Records of labeled points>
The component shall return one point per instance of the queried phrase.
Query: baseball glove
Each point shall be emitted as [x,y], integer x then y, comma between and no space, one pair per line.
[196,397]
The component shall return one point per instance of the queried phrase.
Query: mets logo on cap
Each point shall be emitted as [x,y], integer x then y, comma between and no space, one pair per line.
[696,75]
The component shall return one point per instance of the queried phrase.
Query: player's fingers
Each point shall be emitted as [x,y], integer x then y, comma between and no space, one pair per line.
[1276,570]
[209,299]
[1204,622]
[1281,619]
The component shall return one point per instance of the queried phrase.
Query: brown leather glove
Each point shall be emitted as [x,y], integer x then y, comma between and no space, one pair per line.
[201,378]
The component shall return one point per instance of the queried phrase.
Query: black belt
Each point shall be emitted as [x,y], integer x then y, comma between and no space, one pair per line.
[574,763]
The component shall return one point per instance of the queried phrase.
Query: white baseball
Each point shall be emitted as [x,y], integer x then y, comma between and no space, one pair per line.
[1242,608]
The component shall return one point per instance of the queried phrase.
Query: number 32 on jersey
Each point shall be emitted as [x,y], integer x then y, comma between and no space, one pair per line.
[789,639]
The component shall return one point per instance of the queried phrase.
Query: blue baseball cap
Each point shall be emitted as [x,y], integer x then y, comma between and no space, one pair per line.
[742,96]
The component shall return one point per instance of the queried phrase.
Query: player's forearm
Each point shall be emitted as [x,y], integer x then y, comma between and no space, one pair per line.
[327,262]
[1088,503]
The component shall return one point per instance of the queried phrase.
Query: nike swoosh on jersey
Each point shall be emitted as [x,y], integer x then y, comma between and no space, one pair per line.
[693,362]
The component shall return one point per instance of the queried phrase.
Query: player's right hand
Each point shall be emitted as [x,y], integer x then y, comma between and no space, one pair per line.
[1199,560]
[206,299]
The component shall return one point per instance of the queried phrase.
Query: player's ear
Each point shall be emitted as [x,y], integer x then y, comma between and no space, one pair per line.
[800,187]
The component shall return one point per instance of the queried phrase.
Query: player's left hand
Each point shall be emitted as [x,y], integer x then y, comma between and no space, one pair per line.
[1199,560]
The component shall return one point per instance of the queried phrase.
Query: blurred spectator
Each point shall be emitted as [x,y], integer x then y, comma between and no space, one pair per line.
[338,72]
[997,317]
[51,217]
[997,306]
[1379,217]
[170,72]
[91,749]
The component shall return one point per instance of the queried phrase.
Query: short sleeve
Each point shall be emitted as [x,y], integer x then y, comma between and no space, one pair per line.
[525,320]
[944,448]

Description of the task>
Repeat each record exactly, leaving nothing out.

Response>
The component shall return one point per instance of the queried phrase.
Query: baseball glove
Each point shall be emitted as [x,y], integer x then y, comma between and no space, one pair per line.
[196,397]
The component shall return one point per instance of the queried phrase.
Query: mets logo on cap
Each point shall be emitted as [x,y], integer x then y, comma between and no space, one pair per line.
[696,75]
The component shall return one point per instance of the queried phrase.
Query: player's fingers
Each point shall be emitted as [x,y], integer x then y, comma between and no space, one pair per line.
[1276,570]
[209,299]
[1204,622]
[1281,619]
The component shall return one point per instance of the queried phrase.
Query: brown leather glove
Each point shall be emitted as [x,y], integer x then y, comma between and no space, one pair per line.
[201,378]
The component shall return one point per instance of the queried phrase.
Query: black belt
Each point shall be emitted as [x,y], integer x then y, comma between and no space, one pair per line.
[574,763]
The component shall return one point per instance of the queried phrase.
Query: white baseball
Each point shall be emitted as [x,y], integer x then y, comma between and no space, one pair per line.
[1242,608]
The component shall return one point per instance of the queried phrase.
Query: number 32 on jersey
Each point shall be emitted as [x,y], integer x then y, comma between and no space, one pair per line.
[789,639]
The component shall return one point per instance of the queried phrase.
Query: blue baseball cap
Each point shall be emitted as [x,y], integer x then y, comma between and no space, one pair per line.
[742,96]
The component shall return one point per instance of the queried phrase.
Query: player's forearm
Each point shall be emitted as [x,y], integer x then y, comma between and no space, one pair per line.
[327,262]
[1088,503]
The component shall return one point per instance of the queried phrase.
Query: nike swoosh on jersey
Each point shall be emitted as [x,y], integer x then y, comma between and no space, one pair per line.
[693,362]
The component shall return one point per instance of the queried phrase.
Query: player's right hand
Each point shall be emitted as [x,y], integer x then y, comma between and no space, one pair per line.
[1199,560]
[206,299]
The component shall return one point per instance of the queried phrase.
Query: player's ear
Each point shall be emitted as [x,y], integer x then y, comma between and no space, one pair per line.
[800,187]
The component shall return one point per instance of the queried phrase.
Query: player's left hand
Each point shall be emitted as [x,y], integer x then y, comma between and no space, one pair per line.
[1199,560]
The component shall return one point per instance of the queried phrase.
Query: blurred spectator
Each point shall be emitted as [x,y], integer x then y, comma between and no space, one pair per line.
[338,72]
[997,317]
[51,217]
[997,306]
[1379,217]
[170,72]
[91,749]
The component shall return one point per instance of the queried phrase.
Query: short sleeve
Each point shall be emitted as [x,y], integer x then y, comma between and no space, one pair per line.
[525,320]
[944,448]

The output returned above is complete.